(Point annotations for photos)
####################
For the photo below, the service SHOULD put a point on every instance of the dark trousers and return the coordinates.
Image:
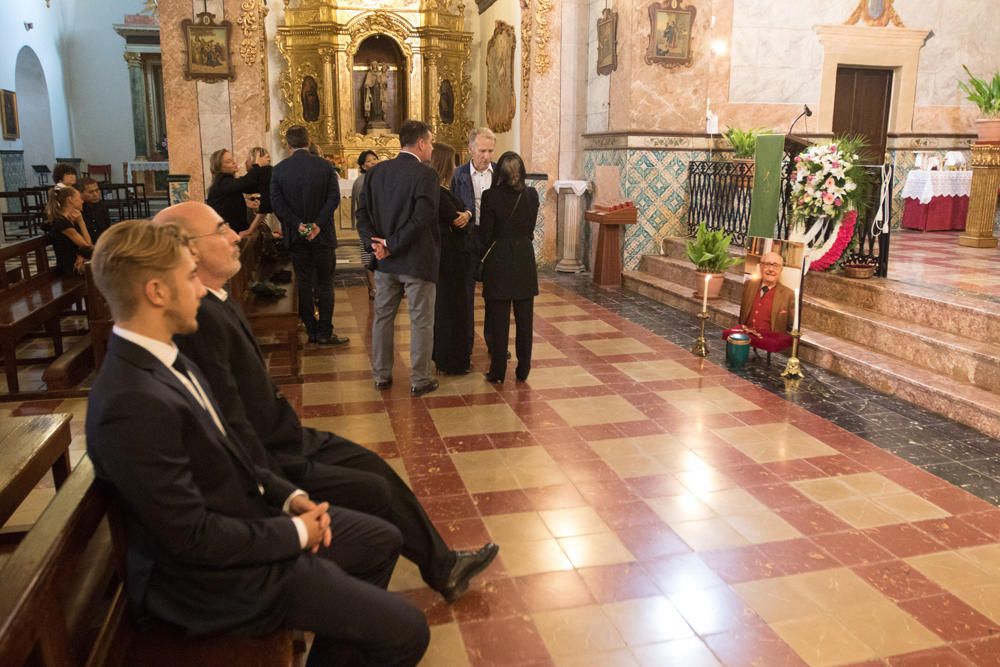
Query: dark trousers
(348, 475)
(341, 596)
(314, 264)
(497, 330)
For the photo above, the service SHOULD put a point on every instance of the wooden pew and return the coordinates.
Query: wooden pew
(62, 602)
(31, 298)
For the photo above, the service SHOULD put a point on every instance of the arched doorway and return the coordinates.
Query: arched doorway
(35, 113)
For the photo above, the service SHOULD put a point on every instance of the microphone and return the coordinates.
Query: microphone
(806, 111)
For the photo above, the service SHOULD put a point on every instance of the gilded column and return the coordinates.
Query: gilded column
(137, 87)
(983, 198)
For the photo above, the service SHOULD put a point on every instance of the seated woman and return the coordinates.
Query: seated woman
(508, 213)
(767, 307)
(225, 194)
(67, 230)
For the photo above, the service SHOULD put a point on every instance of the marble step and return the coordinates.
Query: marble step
(962, 402)
(951, 356)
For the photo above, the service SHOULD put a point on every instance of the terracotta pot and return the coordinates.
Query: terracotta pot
(714, 285)
(988, 130)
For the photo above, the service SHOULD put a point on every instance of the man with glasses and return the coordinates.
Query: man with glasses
(767, 307)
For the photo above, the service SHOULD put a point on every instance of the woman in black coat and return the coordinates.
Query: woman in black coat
(452, 315)
(507, 225)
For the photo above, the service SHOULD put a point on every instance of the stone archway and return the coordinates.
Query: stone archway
(35, 113)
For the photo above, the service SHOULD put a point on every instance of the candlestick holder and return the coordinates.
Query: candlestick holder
(794, 368)
(700, 347)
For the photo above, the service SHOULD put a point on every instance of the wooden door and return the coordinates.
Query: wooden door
(861, 106)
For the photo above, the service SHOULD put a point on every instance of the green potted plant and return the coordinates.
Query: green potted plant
(986, 96)
(709, 252)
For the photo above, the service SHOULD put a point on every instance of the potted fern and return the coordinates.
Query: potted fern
(986, 96)
(709, 252)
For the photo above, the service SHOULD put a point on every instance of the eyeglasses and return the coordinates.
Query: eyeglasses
(220, 231)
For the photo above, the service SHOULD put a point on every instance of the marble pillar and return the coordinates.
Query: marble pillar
(983, 198)
(137, 87)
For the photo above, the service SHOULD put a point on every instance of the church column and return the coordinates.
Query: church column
(137, 87)
(983, 198)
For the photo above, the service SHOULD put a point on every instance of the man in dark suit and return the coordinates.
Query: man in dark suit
(329, 467)
(217, 544)
(468, 183)
(304, 194)
(397, 218)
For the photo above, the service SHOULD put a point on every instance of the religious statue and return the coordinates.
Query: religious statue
(376, 86)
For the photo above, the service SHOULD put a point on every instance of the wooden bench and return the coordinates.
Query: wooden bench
(62, 602)
(32, 298)
(268, 315)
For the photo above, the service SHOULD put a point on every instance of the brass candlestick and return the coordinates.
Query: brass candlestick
(794, 368)
(700, 347)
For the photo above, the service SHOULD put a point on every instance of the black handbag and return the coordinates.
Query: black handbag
(480, 266)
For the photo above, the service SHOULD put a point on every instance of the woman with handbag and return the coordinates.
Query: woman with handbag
(507, 225)
(452, 316)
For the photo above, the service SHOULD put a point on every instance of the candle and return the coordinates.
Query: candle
(795, 325)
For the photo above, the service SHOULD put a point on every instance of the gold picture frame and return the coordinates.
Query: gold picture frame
(607, 42)
(8, 112)
(207, 56)
(670, 32)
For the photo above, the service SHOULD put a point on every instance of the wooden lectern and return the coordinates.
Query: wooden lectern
(608, 259)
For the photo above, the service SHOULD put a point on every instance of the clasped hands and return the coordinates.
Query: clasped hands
(316, 519)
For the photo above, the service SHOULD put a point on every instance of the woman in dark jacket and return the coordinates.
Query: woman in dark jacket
(507, 224)
(452, 316)
(225, 194)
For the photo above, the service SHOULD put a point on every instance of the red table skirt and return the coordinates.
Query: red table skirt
(941, 214)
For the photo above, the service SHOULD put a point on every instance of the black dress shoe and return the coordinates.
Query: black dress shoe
(424, 388)
(467, 565)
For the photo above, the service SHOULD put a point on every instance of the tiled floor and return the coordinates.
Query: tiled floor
(655, 509)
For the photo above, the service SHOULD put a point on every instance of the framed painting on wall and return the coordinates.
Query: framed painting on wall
(670, 27)
(207, 42)
(11, 128)
(607, 42)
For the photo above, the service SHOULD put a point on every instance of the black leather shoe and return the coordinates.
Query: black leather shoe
(425, 388)
(467, 565)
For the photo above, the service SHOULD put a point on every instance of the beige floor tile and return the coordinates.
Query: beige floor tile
(681, 507)
(762, 527)
(594, 550)
(708, 534)
(517, 527)
(446, 648)
(560, 376)
(521, 558)
(596, 410)
(647, 620)
(687, 652)
(863, 512)
(363, 429)
(579, 631)
(574, 521)
(777, 599)
(651, 371)
(823, 642)
(611, 346)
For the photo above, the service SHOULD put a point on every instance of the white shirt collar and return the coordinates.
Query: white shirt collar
(165, 352)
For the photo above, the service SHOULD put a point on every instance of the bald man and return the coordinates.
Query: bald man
(767, 307)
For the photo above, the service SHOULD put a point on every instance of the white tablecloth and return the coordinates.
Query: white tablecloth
(925, 185)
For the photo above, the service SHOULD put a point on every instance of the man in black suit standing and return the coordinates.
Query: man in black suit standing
(397, 218)
(304, 194)
(217, 544)
(329, 467)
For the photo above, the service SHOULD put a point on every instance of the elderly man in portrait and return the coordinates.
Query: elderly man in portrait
(767, 307)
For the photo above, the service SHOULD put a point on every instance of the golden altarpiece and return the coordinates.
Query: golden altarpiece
(355, 70)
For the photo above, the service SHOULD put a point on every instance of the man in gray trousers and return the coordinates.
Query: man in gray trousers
(397, 217)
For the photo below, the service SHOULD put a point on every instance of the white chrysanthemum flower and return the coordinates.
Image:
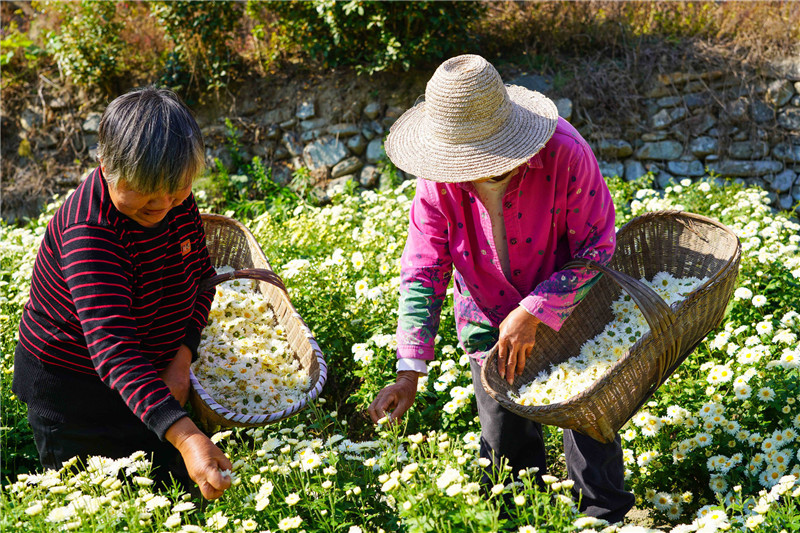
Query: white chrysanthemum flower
(597, 355)
(743, 293)
(766, 394)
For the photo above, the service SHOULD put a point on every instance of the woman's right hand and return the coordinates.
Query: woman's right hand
(395, 399)
(204, 461)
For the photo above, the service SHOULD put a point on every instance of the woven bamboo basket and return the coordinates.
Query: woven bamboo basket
(682, 244)
(231, 243)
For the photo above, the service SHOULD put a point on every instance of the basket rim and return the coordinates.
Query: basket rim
(647, 339)
(311, 394)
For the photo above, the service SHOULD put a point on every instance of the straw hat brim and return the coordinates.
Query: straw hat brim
(412, 147)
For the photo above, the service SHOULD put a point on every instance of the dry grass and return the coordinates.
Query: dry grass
(607, 53)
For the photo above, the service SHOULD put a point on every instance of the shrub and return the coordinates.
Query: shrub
(376, 36)
(202, 33)
(88, 47)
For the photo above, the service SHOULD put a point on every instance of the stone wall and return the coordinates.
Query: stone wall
(689, 125)
(685, 125)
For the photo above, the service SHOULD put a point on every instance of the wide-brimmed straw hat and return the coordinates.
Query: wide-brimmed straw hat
(471, 125)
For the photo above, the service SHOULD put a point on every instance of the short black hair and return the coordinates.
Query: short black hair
(149, 139)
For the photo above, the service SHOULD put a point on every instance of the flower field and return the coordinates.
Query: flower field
(717, 448)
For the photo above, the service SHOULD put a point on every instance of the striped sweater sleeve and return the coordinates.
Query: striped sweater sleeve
(202, 305)
(93, 264)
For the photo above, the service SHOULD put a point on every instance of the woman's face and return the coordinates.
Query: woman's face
(146, 209)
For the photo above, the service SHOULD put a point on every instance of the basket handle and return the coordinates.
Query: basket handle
(657, 313)
(258, 274)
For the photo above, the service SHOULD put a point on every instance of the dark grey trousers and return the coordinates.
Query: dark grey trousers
(597, 469)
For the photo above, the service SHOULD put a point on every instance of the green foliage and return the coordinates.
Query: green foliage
(19, 248)
(88, 47)
(18, 54)
(247, 193)
(376, 36)
(202, 58)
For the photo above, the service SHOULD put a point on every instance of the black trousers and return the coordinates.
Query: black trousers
(597, 469)
(58, 442)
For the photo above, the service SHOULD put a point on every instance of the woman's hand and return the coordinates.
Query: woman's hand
(517, 337)
(176, 375)
(204, 461)
(397, 397)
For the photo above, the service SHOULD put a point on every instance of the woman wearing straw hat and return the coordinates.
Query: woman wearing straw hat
(508, 193)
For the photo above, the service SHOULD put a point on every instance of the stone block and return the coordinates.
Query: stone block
(372, 110)
(779, 92)
(375, 150)
(31, 119)
(788, 153)
(293, 143)
(564, 106)
(789, 118)
(748, 150)
(369, 176)
(92, 122)
(338, 185)
(324, 152)
(703, 146)
(305, 110)
(351, 165)
(313, 124)
(633, 170)
(783, 181)
(343, 130)
(613, 148)
(662, 150)
(761, 112)
(357, 144)
(611, 169)
(692, 169)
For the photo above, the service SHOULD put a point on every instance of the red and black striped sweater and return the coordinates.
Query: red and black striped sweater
(110, 303)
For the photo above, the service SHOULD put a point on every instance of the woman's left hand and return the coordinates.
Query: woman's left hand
(176, 375)
(517, 337)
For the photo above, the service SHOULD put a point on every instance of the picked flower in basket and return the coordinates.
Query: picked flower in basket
(258, 362)
(673, 245)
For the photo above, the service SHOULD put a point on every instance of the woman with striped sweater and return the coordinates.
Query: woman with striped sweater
(114, 316)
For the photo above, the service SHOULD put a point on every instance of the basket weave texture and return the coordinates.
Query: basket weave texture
(682, 244)
(231, 244)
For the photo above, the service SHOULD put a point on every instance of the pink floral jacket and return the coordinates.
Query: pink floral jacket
(558, 209)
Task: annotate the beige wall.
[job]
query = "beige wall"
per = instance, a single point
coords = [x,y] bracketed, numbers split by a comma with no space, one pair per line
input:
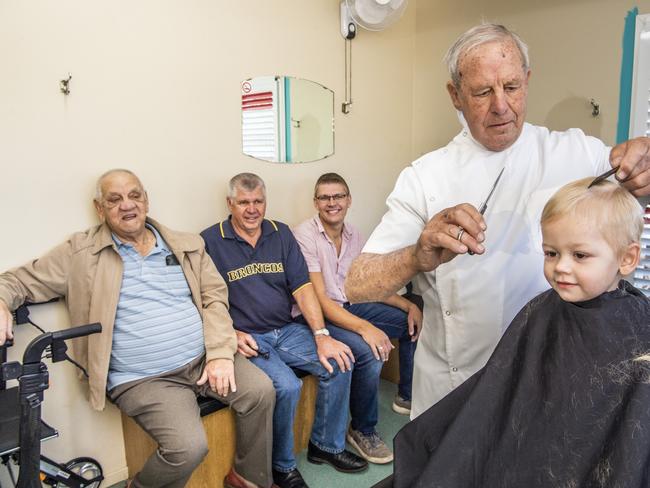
[575,50]
[156,88]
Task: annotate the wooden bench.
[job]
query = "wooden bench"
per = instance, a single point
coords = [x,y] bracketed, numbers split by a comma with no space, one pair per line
[219,423]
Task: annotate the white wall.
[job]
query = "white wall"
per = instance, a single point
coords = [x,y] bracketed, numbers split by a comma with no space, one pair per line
[575,50]
[156,88]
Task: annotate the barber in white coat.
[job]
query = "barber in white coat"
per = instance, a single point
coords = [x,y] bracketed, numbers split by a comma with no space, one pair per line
[427,232]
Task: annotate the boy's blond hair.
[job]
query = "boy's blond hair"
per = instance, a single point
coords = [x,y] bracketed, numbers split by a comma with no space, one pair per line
[612,209]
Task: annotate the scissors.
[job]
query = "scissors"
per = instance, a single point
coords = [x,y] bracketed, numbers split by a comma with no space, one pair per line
[602,177]
[483,207]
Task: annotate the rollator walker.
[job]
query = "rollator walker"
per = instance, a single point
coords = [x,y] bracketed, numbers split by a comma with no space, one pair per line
[21,426]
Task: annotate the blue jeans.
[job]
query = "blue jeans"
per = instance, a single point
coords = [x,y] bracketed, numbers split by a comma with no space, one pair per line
[365,376]
[293,346]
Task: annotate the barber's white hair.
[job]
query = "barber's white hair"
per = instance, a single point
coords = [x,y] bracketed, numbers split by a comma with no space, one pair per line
[246,182]
[476,36]
[99,191]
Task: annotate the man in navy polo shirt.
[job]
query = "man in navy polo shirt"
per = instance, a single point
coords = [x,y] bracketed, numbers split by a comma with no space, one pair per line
[266,274]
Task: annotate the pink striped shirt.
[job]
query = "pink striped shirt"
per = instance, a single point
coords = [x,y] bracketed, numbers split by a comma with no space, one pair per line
[320,254]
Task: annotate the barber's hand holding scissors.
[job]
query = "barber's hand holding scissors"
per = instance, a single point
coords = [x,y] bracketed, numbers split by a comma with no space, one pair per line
[450,232]
[633,160]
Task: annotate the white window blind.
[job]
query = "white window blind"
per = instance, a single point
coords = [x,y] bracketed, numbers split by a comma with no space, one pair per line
[640,126]
[261,127]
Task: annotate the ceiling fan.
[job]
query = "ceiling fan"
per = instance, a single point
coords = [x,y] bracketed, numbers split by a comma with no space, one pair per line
[374,15]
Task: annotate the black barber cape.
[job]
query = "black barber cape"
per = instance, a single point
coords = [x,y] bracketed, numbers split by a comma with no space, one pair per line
[563,402]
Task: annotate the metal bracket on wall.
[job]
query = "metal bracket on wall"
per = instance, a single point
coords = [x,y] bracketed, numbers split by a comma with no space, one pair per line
####################
◆ **Task goal**
Exactly reproduce the lines that run from the line with "Task: annotate the barber's hand" through the last line of the records, inclusive.

◆ **Complete output**
Task: annotate the barber's hand holding scissors.
[job]
query = "barber's hand holding scissors"
per = instance, a single point
coords = [x,y] bracketed, numbers split by a comma with no space, one pair per line
[450,232]
[633,160]
Task: annotate the white window blind.
[job]
query = "white window blind"
per = instance, a single point
coords = [x,y] bracketed, numbers split by a comma with no space, one pair per line
[640,126]
[261,127]
Task: annotate the ceiling fan.
[job]
query = "ceiling fan"
per = instance, a single point
coords = [x,y] bracketed, numbers split by a comma with no space, one pair per line
[374,15]
Task: annotate the black barber cape.
[job]
query = "black barber cape"
per = instance, a single point
coords = [x,y] bracketed, numbers split by a comma with no space, one pair per line
[563,402]
Task: annotate the metal bracket on wall.
[job]
query = "metal bracket on wall"
per = instance, a single point
coords = [x,y] bracketed, numbers split by a comma with no space, one pair per line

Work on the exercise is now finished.